***** EXERCISE MATERIALS

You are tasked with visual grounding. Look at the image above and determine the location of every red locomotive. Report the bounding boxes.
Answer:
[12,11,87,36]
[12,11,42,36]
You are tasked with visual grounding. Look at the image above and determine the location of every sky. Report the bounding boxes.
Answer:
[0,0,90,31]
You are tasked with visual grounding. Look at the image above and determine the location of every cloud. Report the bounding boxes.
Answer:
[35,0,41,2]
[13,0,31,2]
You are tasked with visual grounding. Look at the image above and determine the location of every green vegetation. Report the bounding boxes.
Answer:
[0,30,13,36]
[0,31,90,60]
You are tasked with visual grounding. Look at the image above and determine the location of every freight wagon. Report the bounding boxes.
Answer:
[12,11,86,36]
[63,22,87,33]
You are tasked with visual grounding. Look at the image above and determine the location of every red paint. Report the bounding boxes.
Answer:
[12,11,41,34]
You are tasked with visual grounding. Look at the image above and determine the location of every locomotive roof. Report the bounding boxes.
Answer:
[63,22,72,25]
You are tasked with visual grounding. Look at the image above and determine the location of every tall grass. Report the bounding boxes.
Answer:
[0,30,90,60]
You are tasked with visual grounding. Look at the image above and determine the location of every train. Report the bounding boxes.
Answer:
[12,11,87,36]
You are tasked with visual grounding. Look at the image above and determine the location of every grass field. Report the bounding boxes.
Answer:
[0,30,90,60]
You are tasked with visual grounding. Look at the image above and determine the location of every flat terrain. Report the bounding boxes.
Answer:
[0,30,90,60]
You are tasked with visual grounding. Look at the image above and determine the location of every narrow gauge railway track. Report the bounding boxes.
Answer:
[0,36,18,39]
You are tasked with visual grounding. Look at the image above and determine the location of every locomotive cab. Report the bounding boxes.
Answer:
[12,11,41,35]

**********
***** EXERCISE MATERIALS

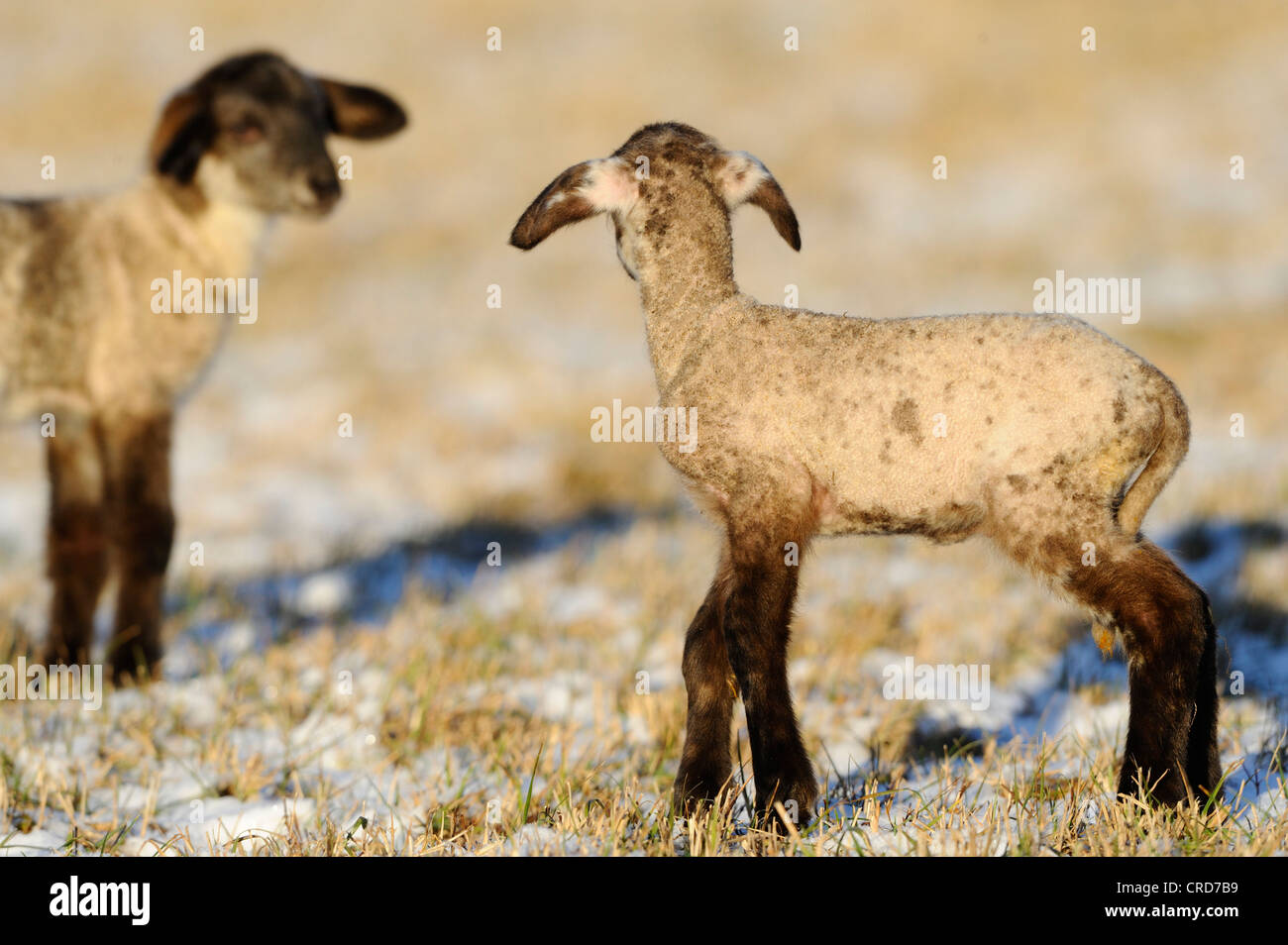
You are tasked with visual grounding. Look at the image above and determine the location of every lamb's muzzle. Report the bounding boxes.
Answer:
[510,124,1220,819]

**********
***** EXERCISE MATERIALS

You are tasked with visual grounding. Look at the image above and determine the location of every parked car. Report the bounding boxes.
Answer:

**********

● REQUIRED TASK: Present the lines of the records above, from the one containing "train. Report the bounding boxes." through the one containing "[0,36,18,39]", as a Markdown table with the columns Number and Line, skipping any blank lines.

● THE REPLY:
| Number | Line |
|---|---|
| 1 | You are tasked with visual grounding. Look at the image above and determine the location of every train. Report the bounding boxes. |
| 2 | Answer: |
| 3 | [12,11,87,36] |
| 4 | You are tasked with visual grounding. Look at the image above and determine the location of every grass field. Report the bounding boxes. |
| 5 | Answer: |
| 6 | [0,30,90,60] |
| 7 | You are tasked with visual grounding. Look at the image above and determine the location of every flat terrain. Report the bounding boxes. |
| 8 | Answer: |
| 9 | [0,30,90,60] |
| 10 | You are tasked with visual grounding. Look at the image above and determine the location of every narrow gauge railway track. Report the bounding boxes. |
| 11 | Answer: |
| 12 | [0,36,18,39] |